_Goal of the exercise:_
The expected output is a copy of every line in the records with the string "boat".

··· Data to use

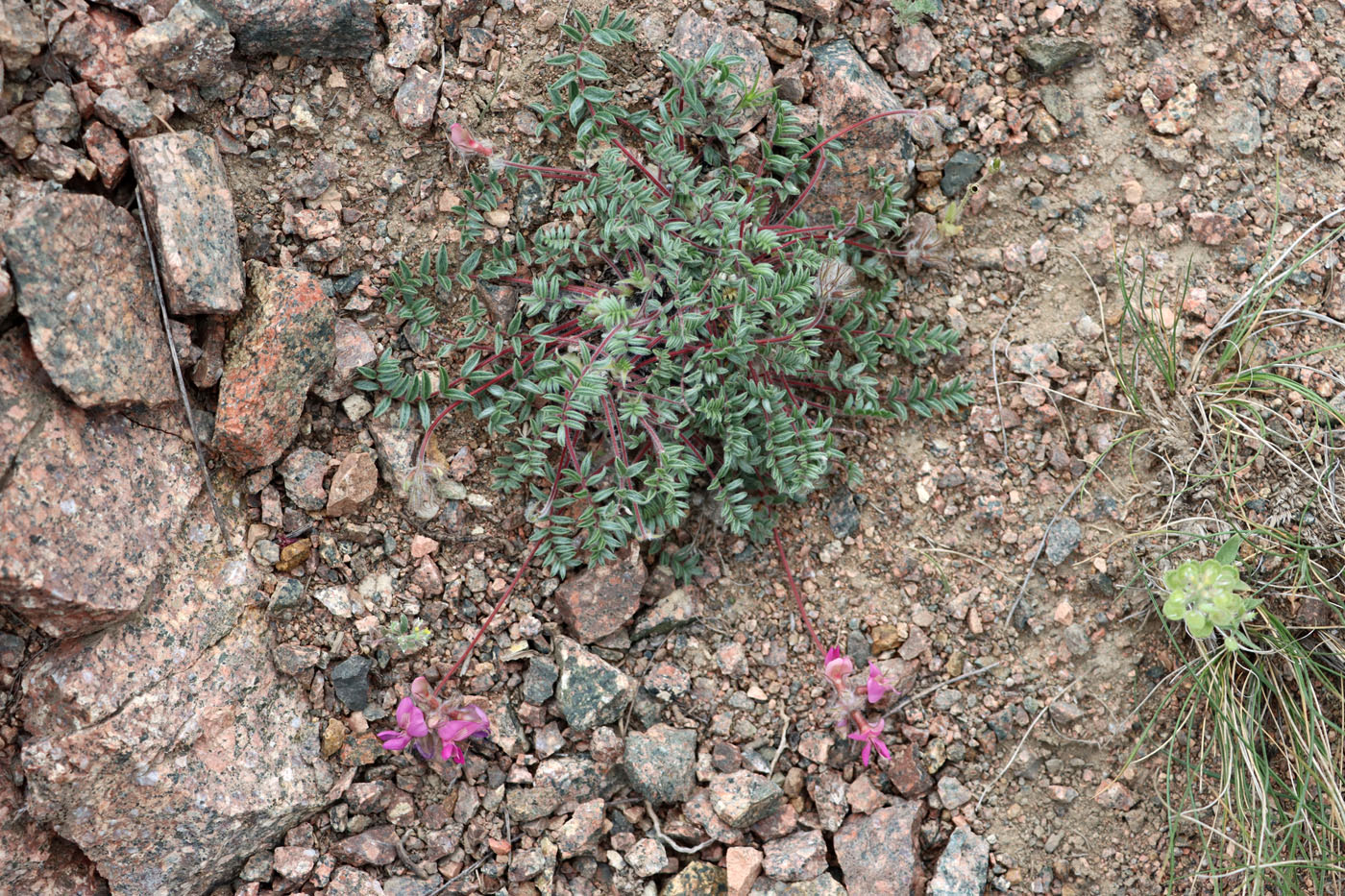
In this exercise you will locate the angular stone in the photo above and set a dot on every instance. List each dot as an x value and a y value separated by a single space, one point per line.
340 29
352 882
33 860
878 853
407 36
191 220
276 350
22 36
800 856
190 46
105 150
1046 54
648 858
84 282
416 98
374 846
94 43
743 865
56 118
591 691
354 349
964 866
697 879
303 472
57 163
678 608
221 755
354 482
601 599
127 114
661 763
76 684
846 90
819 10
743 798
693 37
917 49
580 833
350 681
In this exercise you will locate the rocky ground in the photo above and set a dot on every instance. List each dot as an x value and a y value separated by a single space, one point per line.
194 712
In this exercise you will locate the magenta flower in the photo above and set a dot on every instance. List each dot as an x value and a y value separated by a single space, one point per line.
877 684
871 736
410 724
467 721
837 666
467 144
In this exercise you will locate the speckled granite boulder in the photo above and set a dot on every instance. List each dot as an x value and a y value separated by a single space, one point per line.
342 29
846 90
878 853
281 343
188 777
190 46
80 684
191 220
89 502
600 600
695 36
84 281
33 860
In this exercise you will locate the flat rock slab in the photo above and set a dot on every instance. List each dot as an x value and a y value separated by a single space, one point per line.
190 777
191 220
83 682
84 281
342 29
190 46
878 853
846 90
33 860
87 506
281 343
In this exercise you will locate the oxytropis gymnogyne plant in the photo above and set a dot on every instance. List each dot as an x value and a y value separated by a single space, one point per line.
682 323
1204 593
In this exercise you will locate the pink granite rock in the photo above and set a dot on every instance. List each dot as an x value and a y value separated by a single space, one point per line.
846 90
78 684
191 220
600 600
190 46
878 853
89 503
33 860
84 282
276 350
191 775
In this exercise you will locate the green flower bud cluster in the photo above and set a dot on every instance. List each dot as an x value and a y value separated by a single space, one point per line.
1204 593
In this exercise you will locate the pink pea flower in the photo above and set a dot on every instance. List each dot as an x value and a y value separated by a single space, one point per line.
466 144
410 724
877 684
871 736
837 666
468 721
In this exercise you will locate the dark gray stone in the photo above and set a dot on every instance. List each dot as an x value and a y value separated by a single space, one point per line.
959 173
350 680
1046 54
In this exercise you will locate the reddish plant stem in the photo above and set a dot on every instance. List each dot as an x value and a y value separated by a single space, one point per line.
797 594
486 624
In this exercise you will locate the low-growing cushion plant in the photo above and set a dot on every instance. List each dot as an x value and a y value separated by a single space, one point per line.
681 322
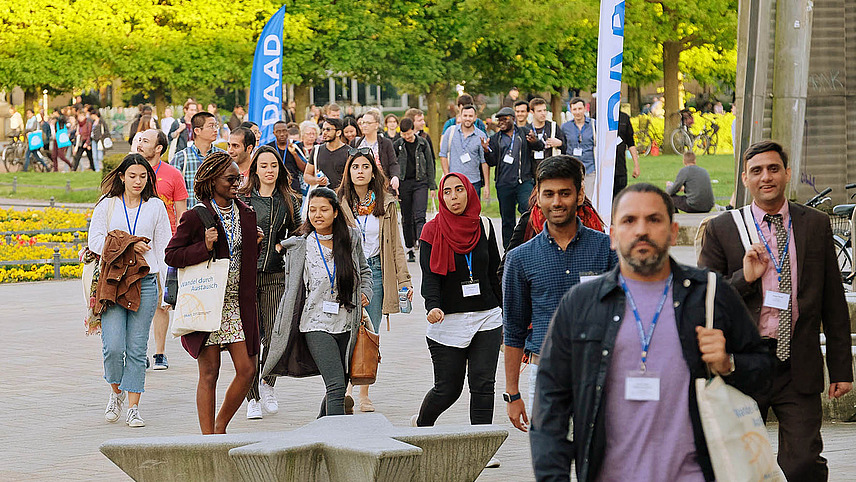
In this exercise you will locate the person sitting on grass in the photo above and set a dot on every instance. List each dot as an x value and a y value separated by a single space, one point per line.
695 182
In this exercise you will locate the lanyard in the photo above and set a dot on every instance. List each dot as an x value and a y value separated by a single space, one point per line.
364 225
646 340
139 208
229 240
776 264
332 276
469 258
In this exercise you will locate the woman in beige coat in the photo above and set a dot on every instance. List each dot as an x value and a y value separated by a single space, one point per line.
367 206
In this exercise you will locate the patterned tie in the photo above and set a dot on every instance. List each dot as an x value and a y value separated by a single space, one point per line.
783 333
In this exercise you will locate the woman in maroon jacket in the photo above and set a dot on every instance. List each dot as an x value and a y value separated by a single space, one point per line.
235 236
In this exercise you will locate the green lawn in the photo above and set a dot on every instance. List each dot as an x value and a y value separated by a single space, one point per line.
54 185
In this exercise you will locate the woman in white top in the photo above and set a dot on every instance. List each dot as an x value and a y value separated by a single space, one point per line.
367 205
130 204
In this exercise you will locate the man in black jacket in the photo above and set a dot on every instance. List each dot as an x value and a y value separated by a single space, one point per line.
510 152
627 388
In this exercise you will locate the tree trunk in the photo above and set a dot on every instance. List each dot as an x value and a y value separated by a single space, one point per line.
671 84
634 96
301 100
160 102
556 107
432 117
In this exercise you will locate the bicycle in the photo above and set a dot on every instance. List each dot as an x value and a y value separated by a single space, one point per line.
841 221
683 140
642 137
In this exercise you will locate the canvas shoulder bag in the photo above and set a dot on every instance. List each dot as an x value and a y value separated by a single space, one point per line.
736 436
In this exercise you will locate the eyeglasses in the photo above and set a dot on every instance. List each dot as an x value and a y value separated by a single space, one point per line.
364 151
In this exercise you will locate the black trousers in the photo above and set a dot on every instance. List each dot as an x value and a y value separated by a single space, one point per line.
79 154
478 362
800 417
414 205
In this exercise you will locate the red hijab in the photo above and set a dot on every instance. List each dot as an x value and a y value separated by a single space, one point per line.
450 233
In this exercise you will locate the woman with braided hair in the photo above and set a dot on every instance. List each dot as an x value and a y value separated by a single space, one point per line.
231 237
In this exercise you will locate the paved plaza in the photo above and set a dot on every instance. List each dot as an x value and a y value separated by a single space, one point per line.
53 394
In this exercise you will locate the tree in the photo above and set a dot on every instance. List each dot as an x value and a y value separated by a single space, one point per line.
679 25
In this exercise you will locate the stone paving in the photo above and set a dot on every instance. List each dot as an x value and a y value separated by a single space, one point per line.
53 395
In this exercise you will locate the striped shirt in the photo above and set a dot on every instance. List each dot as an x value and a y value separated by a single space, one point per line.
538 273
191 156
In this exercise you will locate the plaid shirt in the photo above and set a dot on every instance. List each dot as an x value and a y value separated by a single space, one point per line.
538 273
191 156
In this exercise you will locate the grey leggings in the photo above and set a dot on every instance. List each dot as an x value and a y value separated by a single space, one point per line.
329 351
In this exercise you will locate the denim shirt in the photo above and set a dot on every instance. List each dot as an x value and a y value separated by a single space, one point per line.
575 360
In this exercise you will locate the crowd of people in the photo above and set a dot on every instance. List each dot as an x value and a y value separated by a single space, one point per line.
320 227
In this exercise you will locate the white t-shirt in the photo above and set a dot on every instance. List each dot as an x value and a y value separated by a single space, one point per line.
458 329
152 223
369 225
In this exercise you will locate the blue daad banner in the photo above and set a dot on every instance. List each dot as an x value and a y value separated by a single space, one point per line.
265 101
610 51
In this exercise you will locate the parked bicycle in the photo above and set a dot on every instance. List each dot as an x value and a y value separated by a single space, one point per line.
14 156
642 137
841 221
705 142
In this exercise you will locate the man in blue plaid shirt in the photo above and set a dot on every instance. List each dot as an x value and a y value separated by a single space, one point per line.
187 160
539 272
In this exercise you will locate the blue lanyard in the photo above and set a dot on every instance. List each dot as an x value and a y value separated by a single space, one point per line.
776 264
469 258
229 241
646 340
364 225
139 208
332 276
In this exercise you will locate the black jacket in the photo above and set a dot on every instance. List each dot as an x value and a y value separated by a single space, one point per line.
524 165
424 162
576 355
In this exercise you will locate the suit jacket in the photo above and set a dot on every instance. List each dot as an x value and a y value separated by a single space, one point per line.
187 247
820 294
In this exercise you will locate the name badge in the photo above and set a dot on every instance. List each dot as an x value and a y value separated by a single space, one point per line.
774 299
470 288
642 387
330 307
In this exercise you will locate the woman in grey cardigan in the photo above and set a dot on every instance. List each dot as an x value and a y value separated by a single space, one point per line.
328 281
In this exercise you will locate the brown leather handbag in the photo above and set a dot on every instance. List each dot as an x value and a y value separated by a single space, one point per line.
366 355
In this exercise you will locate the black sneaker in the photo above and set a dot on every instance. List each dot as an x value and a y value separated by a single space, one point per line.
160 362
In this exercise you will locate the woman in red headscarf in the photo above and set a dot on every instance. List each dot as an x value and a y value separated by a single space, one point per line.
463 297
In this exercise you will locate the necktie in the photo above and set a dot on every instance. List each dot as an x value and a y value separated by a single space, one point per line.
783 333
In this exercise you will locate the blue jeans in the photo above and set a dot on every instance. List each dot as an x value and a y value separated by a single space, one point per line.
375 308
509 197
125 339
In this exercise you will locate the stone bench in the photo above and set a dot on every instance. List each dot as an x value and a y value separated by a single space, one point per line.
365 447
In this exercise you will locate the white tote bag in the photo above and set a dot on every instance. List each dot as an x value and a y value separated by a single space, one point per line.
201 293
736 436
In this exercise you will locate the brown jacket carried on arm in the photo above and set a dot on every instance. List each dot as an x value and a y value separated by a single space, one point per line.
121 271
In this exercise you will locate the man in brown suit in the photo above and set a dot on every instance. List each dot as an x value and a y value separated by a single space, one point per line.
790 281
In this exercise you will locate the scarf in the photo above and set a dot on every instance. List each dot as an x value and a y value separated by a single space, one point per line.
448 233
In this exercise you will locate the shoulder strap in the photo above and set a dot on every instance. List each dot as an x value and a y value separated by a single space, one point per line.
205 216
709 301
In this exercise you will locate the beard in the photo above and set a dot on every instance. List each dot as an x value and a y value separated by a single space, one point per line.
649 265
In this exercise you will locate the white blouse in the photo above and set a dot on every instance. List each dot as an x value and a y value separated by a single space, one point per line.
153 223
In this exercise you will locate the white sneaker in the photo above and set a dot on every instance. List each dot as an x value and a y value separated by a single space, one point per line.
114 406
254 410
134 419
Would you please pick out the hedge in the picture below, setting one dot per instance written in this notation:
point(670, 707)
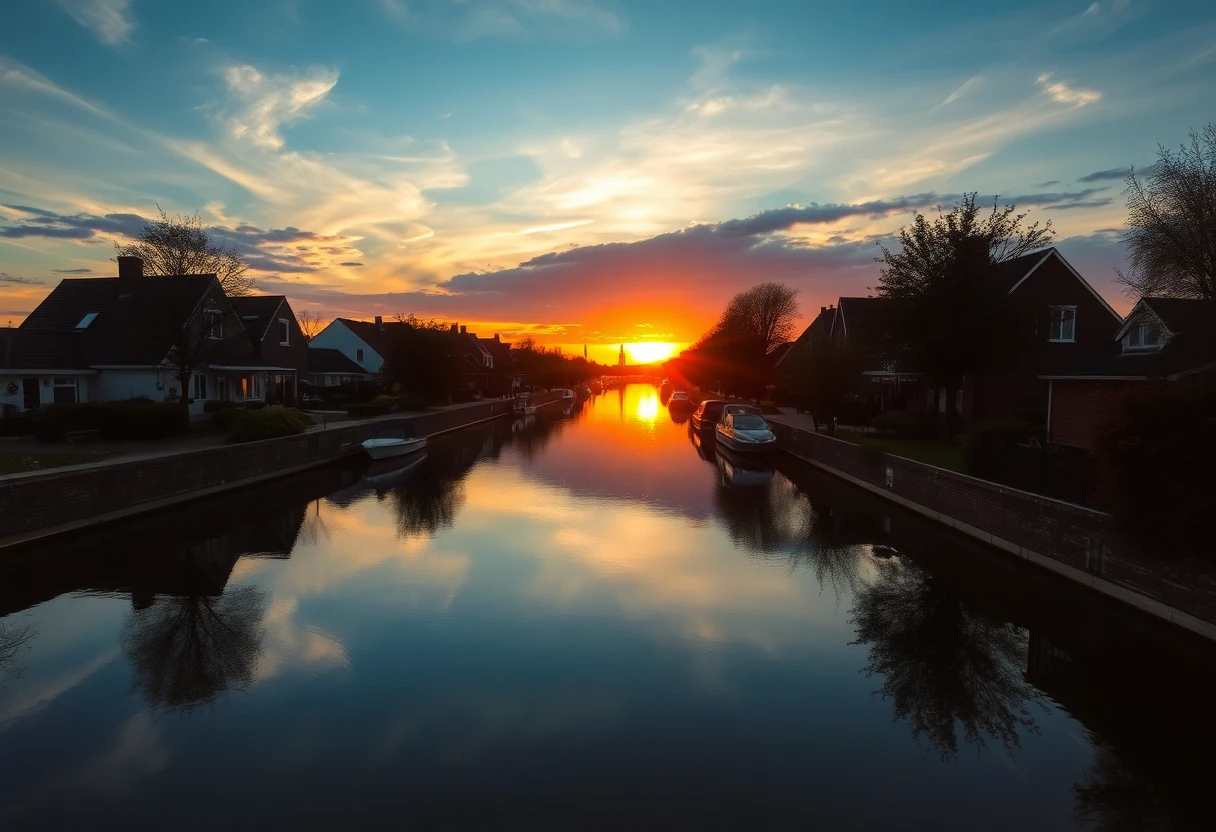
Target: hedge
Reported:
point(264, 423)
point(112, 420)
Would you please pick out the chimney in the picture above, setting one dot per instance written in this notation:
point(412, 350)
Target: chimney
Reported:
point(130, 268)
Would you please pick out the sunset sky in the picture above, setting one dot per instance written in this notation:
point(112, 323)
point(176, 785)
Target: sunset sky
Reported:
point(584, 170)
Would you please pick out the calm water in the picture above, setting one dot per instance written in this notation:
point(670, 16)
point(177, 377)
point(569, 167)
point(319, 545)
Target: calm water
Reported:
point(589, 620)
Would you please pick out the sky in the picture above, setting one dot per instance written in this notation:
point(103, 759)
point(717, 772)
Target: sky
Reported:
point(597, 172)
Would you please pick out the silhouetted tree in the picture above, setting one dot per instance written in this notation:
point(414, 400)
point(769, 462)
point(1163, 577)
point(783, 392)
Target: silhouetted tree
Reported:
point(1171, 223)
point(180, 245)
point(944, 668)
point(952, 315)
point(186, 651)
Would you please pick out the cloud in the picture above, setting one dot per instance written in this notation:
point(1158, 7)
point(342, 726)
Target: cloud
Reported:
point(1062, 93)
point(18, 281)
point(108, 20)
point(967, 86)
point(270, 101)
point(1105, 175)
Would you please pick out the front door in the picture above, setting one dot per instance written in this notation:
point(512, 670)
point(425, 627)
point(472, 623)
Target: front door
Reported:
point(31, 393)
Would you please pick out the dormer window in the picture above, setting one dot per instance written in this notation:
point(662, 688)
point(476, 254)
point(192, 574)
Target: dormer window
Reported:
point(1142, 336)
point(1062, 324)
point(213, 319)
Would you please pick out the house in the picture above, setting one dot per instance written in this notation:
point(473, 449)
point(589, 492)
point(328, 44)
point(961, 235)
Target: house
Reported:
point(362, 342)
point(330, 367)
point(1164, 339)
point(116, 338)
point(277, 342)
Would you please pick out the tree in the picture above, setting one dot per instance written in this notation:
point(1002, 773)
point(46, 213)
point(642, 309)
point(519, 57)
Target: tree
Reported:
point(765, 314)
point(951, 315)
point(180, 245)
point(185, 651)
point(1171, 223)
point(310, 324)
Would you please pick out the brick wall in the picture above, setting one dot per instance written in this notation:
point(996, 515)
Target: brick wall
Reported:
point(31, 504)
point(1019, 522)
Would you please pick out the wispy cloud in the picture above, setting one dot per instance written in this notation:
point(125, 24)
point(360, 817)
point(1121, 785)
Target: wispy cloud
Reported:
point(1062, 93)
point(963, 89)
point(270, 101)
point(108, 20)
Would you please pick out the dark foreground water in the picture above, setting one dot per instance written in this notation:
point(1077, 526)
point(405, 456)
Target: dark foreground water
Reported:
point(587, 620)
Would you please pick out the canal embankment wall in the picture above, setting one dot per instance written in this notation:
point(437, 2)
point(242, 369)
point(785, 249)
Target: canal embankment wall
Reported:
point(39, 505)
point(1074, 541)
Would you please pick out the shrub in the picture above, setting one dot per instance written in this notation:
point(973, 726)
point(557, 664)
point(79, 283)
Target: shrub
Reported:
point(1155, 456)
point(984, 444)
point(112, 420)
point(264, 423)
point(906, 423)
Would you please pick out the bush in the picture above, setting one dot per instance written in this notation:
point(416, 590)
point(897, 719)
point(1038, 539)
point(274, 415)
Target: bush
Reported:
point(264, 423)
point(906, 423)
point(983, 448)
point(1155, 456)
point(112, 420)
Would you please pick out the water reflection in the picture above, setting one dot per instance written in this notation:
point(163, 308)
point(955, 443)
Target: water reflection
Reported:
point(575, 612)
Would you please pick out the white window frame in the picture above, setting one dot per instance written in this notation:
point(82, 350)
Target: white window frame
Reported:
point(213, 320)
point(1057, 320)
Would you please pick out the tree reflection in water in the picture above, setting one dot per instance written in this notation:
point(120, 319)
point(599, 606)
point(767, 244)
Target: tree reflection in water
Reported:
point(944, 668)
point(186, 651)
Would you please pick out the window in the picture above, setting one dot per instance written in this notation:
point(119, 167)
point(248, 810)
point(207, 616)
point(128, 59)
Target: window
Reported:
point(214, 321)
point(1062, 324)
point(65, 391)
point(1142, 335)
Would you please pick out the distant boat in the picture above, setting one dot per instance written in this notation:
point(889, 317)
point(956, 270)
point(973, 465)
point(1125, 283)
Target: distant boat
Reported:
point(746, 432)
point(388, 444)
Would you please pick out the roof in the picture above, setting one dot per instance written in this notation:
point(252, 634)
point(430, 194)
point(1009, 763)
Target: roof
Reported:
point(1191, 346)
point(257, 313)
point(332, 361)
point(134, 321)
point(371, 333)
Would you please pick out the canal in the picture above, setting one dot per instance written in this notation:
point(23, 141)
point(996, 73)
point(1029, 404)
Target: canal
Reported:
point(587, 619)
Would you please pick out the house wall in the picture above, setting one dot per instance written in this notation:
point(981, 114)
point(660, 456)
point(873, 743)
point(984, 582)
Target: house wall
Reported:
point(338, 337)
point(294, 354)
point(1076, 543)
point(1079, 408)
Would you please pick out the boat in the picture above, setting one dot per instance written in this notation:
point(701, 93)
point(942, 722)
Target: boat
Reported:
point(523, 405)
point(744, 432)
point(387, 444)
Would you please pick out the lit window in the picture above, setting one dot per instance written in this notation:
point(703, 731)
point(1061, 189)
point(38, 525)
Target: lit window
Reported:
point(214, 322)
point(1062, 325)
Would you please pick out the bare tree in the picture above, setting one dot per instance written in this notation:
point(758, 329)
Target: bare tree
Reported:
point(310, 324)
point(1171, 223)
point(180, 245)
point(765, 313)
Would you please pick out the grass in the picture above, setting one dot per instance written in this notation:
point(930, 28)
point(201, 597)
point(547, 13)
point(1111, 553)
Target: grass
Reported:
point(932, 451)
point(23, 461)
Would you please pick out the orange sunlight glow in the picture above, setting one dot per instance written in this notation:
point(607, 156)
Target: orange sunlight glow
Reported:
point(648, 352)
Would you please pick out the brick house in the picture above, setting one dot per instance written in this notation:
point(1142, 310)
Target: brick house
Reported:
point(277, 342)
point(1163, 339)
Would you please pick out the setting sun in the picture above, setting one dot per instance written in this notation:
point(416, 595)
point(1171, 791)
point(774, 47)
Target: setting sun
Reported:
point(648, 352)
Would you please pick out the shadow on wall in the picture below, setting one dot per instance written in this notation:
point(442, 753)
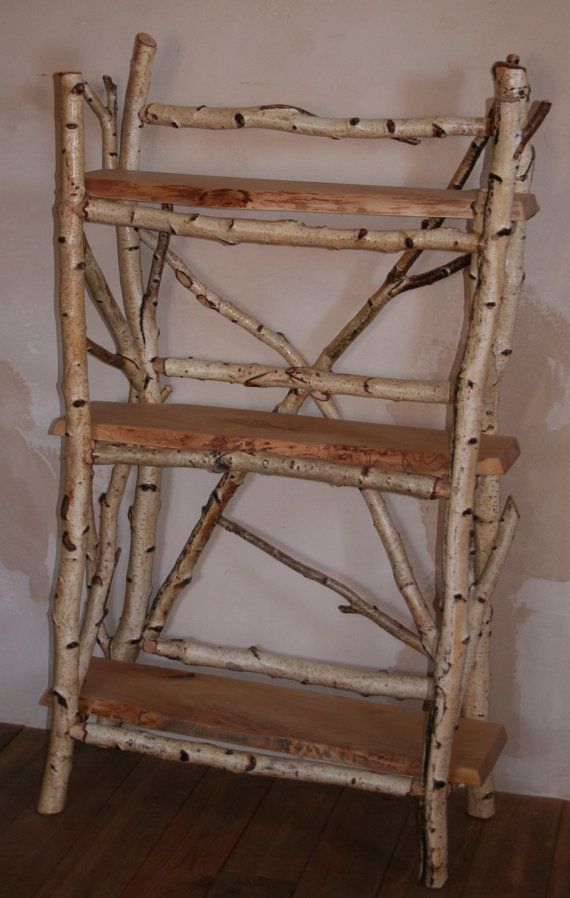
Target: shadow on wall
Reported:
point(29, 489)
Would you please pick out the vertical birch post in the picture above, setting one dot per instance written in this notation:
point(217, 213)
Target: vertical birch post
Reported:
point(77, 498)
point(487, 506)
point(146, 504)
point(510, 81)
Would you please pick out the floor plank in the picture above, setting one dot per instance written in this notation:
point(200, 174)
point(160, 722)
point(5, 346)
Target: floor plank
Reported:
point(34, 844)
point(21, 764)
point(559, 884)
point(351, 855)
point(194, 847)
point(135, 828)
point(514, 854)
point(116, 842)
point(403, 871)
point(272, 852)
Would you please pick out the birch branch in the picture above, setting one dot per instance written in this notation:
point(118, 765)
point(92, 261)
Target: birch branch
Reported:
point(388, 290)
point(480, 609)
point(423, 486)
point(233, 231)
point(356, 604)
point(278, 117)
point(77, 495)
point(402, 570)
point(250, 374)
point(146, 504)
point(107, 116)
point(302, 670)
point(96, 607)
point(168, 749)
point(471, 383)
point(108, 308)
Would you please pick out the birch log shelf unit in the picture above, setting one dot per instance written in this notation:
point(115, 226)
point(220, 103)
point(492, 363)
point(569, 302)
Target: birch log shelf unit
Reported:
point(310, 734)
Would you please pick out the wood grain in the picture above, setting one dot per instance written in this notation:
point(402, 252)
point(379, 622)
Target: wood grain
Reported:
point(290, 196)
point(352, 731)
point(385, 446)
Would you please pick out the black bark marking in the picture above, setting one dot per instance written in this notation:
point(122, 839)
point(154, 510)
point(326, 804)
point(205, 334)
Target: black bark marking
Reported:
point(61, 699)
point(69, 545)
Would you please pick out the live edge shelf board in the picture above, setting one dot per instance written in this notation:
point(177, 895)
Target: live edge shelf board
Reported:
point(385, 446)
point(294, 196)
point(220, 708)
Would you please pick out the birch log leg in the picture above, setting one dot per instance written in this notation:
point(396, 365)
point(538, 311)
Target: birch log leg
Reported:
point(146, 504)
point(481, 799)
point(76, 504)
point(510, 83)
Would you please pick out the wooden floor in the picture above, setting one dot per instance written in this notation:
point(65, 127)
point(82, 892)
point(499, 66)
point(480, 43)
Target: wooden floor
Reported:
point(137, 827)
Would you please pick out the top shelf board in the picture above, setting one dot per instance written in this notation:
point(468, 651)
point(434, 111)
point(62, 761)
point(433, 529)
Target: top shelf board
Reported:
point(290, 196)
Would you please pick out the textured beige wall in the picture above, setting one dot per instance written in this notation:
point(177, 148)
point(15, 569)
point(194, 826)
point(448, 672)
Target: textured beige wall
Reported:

······

_Response for this exercise:_
Would you please pick out the distant boat in the picture above, setting one dot per instance written in this notation:
Target: distant boat
Would you please pick out the boat in the picture above, setting one dot per instance written in this notation:
Target: boat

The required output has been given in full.